• _Aim of the exercise_
Reproduce word for word the lines of the items from the line containing "Give a dot for each instance of the cave ceiling, drawn" up to and including the final line of the items.

• _Provided information_
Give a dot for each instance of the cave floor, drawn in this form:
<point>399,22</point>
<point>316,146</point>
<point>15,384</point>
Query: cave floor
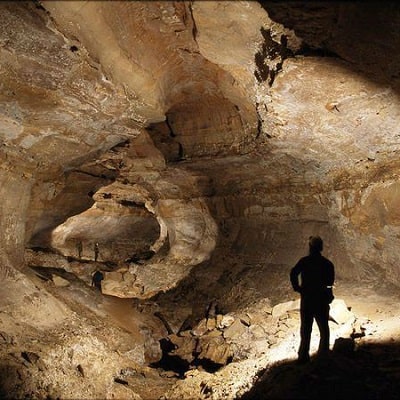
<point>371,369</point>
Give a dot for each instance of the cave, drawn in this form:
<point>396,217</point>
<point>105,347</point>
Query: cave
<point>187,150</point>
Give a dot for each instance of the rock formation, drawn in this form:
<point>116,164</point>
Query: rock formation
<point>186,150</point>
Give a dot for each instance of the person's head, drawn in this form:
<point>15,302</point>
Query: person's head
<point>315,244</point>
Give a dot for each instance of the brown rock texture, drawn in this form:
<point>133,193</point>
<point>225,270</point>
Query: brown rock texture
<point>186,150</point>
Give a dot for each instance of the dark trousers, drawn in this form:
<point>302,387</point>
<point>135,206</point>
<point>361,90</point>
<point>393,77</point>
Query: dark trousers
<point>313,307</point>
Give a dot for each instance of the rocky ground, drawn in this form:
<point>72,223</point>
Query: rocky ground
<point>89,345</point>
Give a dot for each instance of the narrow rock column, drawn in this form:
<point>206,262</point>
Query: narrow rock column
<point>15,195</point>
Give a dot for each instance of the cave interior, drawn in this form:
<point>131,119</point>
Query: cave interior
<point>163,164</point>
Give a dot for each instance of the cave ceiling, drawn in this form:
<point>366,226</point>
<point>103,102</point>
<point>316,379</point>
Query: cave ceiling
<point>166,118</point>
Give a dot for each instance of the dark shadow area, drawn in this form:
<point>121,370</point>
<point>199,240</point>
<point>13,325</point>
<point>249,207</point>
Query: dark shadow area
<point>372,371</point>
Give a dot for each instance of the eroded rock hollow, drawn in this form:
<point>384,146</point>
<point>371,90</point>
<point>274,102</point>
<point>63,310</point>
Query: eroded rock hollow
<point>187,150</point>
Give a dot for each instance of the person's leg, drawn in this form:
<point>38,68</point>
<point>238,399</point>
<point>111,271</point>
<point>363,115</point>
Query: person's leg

• _Solution_
Give a dot for each instance of the cave ceiling, drawn in this form:
<point>366,226</point>
<point>103,102</point>
<point>316,379</point>
Query: cave ceiling
<point>166,118</point>
Give a dot for each instance of the dark shadow area, drawn in this form:
<point>121,370</point>
<point>199,240</point>
<point>13,325</point>
<point>249,207</point>
Query: dark shadow area
<point>372,371</point>
Give a dot for each instance of the eroded rock hollow, drawn in this form:
<point>384,146</point>
<point>371,90</point>
<point>274,102</point>
<point>63,310</point>
Query: eroded rock hollow
<point>187,150</point>
Give a dot for each instance of the person's leg, drawn in this form:
<point>38,68</point>
<point>238,399</point>
<point>111,271</point>
<point>363,115</point>
Query: person's leg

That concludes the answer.